• _Required work_
Pick each line containing "frame" out of the records.

• _Provided entries_
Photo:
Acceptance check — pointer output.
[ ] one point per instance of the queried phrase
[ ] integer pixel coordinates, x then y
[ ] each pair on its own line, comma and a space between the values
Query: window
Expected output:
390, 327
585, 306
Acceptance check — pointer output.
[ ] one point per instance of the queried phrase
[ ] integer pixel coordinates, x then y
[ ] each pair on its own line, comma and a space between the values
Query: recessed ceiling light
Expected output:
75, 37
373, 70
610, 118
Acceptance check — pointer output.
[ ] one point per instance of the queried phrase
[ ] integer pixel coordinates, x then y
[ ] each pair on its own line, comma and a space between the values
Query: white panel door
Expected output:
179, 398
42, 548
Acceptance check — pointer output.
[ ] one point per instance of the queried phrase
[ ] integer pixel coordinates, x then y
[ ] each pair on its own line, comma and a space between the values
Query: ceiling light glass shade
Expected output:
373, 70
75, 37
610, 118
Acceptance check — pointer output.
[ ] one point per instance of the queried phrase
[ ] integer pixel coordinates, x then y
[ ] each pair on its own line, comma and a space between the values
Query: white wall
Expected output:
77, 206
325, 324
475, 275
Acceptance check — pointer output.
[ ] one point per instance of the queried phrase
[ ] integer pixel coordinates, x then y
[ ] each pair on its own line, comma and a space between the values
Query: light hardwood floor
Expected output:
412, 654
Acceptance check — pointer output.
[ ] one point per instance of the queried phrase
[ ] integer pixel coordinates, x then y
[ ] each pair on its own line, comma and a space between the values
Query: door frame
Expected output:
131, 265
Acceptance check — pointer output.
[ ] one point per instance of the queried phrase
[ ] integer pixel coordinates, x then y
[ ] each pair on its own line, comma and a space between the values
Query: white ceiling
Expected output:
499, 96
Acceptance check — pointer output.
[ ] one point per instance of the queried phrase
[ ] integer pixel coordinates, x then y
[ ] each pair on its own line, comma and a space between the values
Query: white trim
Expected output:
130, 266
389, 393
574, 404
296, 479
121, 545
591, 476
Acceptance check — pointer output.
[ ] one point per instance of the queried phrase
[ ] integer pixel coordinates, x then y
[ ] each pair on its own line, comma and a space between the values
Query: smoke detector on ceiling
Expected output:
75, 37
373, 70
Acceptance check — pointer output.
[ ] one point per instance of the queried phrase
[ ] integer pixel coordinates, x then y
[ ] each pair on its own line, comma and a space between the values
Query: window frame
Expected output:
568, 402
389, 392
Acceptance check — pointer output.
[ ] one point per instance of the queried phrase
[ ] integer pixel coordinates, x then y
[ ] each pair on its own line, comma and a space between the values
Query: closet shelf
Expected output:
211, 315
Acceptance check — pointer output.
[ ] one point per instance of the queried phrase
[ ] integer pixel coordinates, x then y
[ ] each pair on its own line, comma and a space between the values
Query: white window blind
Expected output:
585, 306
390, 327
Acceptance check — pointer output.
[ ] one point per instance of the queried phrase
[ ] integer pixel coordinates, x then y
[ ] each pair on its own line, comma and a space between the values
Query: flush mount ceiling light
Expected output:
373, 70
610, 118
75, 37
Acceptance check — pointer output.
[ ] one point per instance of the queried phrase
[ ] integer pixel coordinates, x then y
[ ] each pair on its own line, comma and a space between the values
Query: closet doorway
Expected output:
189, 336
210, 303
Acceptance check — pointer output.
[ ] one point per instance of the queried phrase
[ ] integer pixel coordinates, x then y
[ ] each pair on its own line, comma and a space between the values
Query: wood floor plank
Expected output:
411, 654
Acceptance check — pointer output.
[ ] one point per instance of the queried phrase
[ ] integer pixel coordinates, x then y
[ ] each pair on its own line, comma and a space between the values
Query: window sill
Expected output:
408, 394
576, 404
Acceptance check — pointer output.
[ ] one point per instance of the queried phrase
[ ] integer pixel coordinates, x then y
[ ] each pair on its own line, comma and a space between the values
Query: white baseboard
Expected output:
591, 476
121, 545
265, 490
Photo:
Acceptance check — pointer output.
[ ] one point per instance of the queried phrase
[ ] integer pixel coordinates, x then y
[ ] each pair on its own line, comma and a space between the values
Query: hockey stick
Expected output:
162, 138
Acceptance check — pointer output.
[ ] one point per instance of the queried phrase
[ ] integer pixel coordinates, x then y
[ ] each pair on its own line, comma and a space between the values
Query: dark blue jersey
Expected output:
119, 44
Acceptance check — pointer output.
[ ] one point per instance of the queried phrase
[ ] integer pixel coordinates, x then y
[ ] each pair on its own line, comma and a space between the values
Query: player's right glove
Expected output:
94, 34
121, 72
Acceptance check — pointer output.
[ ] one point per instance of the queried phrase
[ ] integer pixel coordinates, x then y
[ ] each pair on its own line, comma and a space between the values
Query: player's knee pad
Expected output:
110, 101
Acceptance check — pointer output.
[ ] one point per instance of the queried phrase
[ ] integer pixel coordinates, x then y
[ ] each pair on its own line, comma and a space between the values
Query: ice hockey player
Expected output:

• _Answer to this exercise_
Query: door frame
Query: window frame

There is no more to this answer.